### Problem requirements
Locate each line in the items below that contains the word "white", and copy those lines out in full.

### Records to process
## start

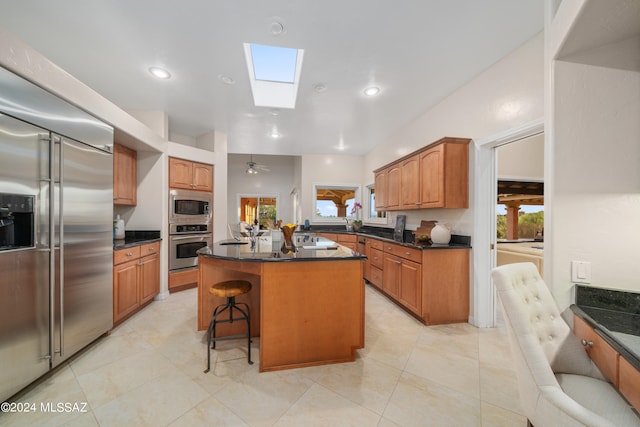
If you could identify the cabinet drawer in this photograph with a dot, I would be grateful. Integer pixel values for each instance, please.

## end
## start

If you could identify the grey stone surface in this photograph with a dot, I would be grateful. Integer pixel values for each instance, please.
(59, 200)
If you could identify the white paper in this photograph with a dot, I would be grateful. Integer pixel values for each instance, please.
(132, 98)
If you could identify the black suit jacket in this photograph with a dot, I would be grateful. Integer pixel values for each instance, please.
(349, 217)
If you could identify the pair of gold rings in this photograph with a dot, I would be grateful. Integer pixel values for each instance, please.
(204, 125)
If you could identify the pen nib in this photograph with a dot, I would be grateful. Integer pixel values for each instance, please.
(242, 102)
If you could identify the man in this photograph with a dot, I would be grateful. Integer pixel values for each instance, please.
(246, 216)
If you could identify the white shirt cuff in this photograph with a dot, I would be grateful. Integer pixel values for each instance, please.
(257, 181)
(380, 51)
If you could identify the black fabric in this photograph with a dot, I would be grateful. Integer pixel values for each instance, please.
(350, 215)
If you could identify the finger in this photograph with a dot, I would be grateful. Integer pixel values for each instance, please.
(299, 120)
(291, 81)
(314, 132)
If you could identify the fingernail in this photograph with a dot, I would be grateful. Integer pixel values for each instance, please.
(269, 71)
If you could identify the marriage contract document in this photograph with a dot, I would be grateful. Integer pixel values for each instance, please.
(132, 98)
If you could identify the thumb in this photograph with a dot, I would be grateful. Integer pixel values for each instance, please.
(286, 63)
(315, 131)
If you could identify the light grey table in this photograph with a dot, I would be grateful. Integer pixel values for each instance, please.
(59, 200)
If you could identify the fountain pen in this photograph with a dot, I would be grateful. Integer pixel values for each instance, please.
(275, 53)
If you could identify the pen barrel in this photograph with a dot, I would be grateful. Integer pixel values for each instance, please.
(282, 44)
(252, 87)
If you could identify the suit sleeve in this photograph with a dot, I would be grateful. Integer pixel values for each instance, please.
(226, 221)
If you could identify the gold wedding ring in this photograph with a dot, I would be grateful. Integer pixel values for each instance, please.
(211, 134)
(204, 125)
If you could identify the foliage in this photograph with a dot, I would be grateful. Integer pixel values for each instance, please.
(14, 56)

## end

### Task solution
If you could identify the white paper in this photograph with a dot, I would be grateful. Integer pixel values for each instance, please.
If you could identify the white shirt cuff in this photograph with a dot, I would be grateful. Integer pixel values for each instance, please.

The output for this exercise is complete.